start DATA EXCERPTS
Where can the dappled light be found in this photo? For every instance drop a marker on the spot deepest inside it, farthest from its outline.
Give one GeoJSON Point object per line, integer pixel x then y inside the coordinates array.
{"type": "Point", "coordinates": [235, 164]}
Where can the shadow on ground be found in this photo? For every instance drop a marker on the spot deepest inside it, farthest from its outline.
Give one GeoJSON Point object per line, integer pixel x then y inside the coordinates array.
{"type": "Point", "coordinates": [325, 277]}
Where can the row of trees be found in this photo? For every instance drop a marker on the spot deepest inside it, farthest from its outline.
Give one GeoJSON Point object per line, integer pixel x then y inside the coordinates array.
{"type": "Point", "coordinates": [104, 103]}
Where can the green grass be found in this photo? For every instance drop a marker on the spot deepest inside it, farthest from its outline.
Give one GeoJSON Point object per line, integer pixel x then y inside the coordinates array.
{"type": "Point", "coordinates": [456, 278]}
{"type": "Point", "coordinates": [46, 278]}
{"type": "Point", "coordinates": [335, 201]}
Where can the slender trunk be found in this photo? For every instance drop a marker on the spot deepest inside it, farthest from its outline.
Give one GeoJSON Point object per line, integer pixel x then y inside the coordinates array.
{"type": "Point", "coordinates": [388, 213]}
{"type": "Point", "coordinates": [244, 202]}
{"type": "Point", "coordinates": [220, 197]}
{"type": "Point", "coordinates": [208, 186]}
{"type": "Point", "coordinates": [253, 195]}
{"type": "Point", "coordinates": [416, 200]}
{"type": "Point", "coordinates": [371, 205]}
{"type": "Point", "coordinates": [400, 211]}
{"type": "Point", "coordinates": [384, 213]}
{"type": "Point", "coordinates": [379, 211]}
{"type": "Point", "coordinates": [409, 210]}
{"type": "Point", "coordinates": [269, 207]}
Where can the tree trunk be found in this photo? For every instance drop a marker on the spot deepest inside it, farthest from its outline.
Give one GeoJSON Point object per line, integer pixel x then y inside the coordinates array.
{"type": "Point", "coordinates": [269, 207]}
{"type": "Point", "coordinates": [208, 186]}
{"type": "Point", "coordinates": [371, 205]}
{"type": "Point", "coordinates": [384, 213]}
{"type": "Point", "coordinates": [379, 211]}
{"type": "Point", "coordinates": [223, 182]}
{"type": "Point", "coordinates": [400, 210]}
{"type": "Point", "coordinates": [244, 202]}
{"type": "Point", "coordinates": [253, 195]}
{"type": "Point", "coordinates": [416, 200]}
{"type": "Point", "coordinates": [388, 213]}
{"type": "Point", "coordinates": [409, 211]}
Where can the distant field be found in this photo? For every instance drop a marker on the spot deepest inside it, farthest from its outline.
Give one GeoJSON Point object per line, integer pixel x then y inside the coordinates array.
end DATA EXCERPTS
## EXERCISE DIRECTIONS
The records above should all be quoted exactly, please.

## RESULT FOR THIS EXERCISE
Where can the dappled light be found in this photo? For every instance drop a marker on the spot deepest inside it, farthest from its outline.
Give one GeoJSON Point object per line, integer pixel x then y inside the coordinates array.
{"type": "Point", "coordinates": [235, 164]}
Where can the shadow on ground be found in this photo? For every instance drop a marker on the spot deepest inside it, farthest from its outline.
Give one GeoJSON Point object per line, integer pixel x then y inside the coordinates array.
{"type": "Point", "coordinates": [325, 277]}
Where can the row of trees be found in this photo? For every instance drop a marker on the spot deepest inside it, farthest from its outline.
Give one GeoJSON Point object per line, integer pixel x then y inside the coordinates array.
{"type": "Point", "coordinates": [104, 103]}
Where can the green grass be found in this photo? For every instance drop a marker on the spot deepest inside it, farthest from its outline.
Give one GeoJSON Point object per line, integer pixel x then y inside the coordinates array.
{"type": "Point", "coordinates": [456, 278]}
{"type": "Point", "coordinates": [46, 278]}
{"type": "Point", "coordinates": [335, 201]}
Where can the slender trunk be found in this photo? For every instance drop a marker on the spot deepest inside it, farthest from its outline.
Give one GeoJSON Point object per line, integer pixel x then y inside the coordinates array.
{"type": "Point", "coordinates": [388, 213]}
{"type": "Point", "coordinates": [244, 202]}
{"type": "Point", "coordinates": [220, 197]}
{"type": "Point", "coordinates": [208, 186]}
{"type": "Point", "coordinates": [253, 195]}
{"type": "Point", "coordinates": [416, 200]}
{"type": "Point", "coordinates": [371, 205]}
{"type": "Point", "coordinates": [400, 211]}
{"type": "Point", "coordinates": [384, 213]}
{"type": "Point", "coordinates": [379, 211]}
{"type": "Point", "coordinates": [409, 210]}
{"type": "Point", "coordinates": [269, 207]}
Where can the tree trunk be found in this photo? For every instance drop a marker on the spot deepest inside it, farthest from its outline.
Give one GeoJSON Point object per line, integer pixel x then y inside the coordinates array.
{"type": "Point", "coordinates": [269, 207]}
{"type": "Point", "coordinates": [208, 186]}
{"type": "Point", "coordinates": [371, 205]}
{"type": "Point", "coordinates": [384, 213]}
{"type": "Point", "coordinates": [379, 211]}
{"type": "Point", "coordinates": [223, 182]}
{"type": "Point", "coordinates": [400, 210]}
{"type": "Point", "coordinates": [244, 202]}
{"type": "Point", "coordinates": [253, 195]}
{"type": "Point", "coordinates": [416, 200]}
{"type": "Point", "coordinates": [388, 213]}
{"type": "Point", "coordinates": [409, 211]}
Where can the distant field be found in this photo? For every instance drop a marker on the spot deepest inside it, farthest from its outline.
Give one GeoJSON Point object per line, integer pixel x then y inside the coordinates array.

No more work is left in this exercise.